■ WHAT IS ASKED:
A - In the article about the Army's tanks, how much money does the Army say it can save if the Pentagon holds off on tank work for three years?
B - Reproduce verbatim the passage of the tank article between "If the Pentagon" and "economic cuts elsewhere.", inclusive.
C - Resume the article about the Army's tanks, starting right after its last sentence.

■ SOURCE:
---*---

Army to Congress: Thanks, but no tanks
|2:23:08 AM, Monday, October 15, 2012|
(HERLONG, California CNN 10/9/12) "If you need an example of why it is hard to cut the budget in Washington look no further than this Army depot in the shadow of the Sierra Nevada range.
CNN was allowed rare access to what amounts to a parking lot for more than 2,000 M-1 Abrams tanks. Here, about an hour's drive north of Reno, Nevada, the tanks have been collecting dust in the hot California desert because of a tiff between the Army and Congress.
The U.S. has more than enough combat tanks in the field to meet the nation's defense needs - so there's no sense in making repairs to these now, the Army's chief of staff Gen. Raymond T. Odierno told Congress earlier this year.
If the Pentagon holds off repairing, refurbishing or making new tanks for three years until new technologies are developed, the Army says it can save taxpayers as much as $3 billion.
That may seem like a lot of money, but it's a tiny sacrifice for a Defense Department that will cut $500 billion from its budget over the next decade and may be forced to cut a further $500 billion if a deficit cutting deal is not reached by Congress.
Why is this a big deal? For one, the U.S. hasn't stopped producing tanks since before World War II, according to lawmakers.
Plus, from its point of view the Army would prefer to decide what it needs and doesn't need to keep America strong while making tough economic cuts elsewhere.
"When a relatively conservative institution like the U.S. military, which doesn't like to take risks because risks get people killed, says it has enough tanks, I think generally civilians should be inclined to believe them," said Travis Sharp a fellow at the defense think tank, New American Security.

---*---

■ GIVEN DATA:
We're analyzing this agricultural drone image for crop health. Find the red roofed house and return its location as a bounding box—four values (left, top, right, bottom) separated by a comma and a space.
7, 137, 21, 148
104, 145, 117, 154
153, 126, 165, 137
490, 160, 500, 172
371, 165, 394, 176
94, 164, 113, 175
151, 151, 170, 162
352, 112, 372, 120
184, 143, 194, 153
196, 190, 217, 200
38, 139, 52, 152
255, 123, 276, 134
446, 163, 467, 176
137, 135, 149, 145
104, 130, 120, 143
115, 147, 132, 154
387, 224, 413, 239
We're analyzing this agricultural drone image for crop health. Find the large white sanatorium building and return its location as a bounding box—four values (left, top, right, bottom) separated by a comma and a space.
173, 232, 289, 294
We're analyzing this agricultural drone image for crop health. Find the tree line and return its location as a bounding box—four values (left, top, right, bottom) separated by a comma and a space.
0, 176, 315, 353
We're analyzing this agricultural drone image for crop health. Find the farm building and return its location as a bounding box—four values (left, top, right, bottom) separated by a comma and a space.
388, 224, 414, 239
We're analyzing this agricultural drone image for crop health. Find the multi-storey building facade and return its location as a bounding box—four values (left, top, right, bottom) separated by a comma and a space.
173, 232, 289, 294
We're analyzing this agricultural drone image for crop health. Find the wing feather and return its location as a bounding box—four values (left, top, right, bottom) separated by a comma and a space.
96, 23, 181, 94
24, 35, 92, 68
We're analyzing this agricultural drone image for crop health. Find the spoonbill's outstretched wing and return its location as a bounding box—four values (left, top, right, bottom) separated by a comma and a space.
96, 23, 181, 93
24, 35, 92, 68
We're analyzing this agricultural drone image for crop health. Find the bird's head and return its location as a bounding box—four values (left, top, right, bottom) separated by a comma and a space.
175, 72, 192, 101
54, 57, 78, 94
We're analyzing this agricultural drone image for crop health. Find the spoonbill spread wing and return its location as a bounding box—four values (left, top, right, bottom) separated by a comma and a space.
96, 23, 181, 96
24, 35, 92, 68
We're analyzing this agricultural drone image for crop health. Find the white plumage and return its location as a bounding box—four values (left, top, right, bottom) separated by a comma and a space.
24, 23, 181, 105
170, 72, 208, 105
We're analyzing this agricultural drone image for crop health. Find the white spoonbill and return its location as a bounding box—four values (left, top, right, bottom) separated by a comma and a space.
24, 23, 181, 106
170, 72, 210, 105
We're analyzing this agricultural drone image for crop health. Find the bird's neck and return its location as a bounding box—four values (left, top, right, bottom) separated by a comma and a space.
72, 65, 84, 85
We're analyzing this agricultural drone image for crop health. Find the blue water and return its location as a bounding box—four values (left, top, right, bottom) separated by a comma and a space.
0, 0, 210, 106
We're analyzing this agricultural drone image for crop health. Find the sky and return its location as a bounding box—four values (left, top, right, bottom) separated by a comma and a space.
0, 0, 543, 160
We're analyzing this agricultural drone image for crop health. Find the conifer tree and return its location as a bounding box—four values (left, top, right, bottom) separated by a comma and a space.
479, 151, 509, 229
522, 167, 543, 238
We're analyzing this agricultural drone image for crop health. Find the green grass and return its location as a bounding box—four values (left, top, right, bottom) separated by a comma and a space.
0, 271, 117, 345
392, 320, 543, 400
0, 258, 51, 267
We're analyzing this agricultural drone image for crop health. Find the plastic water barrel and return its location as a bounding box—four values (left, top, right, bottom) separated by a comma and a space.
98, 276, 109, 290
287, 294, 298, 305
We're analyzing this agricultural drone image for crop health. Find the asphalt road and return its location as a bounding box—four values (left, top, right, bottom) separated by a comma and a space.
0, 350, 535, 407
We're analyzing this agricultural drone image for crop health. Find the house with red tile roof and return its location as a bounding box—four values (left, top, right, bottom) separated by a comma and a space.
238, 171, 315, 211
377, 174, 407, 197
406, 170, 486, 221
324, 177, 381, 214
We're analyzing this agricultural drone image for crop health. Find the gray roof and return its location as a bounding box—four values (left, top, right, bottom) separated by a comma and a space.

---*---

■ OUTPUTS FOR THE TASKS:
A - As much as $3 billion.

B -
If the Pentagon holds off repairing, refurbishing or making new tanks for three years until new technologies are developed, the Army says it can save taxpayers as much as $3 billion.
That may seem like a lot of money, but it's a tiny sacrifice for a Defense Department that will cut $500 billion from its budget over the next decade and may be forced to cut a further $500 billion if a deficit cutting deal is not reached by Congress.
Why is this a big deal? For one, the U.S. hasn't stopped producing tanks since before World War II, according to lawmakers.
Plus, from its point of view the Army would prefer to decide what it needs and doesn't need to keep America strong while making tough economic cuts elsewhere.

C -
But guess which group of civilians isn't inclined to agree with the generals on this point?
To be exact, 173 House members - Democrats and Republicans - sent a letter April 20 to Defense Secretary Leon Panetta, urging him to continue supporting their decision to produce more tanks.
That's right. Lawmakers who frequently and loudly proclaim that presidents should listen to generals when it comes to battlefield decisions are refusing to take its own advice.
If the U.S. pauses tank production and refurbishment it will hurt the nation's industrial economy, lawmakers say. "The combat vehicle industrial base is a unique asset that consists of hundreds of public and private facilities across the United States," the letter said. The outlook for selling Abrams tanks to other nations appears "stronger than prior years," the letter said. But those sales would be "inadequate to sustain the industrial base and in some cases uncertain. In light of this, modest and continued Abrams production for the Army is necessary to protect the industrial base."
Lima, Ohio, is a long way from this dusty tank parking lot. The tiny town in the northwestern part of the Buckeye State is where defense manufacturing heavyweight General Dynamics makes these 60-plus-ton behemoths..."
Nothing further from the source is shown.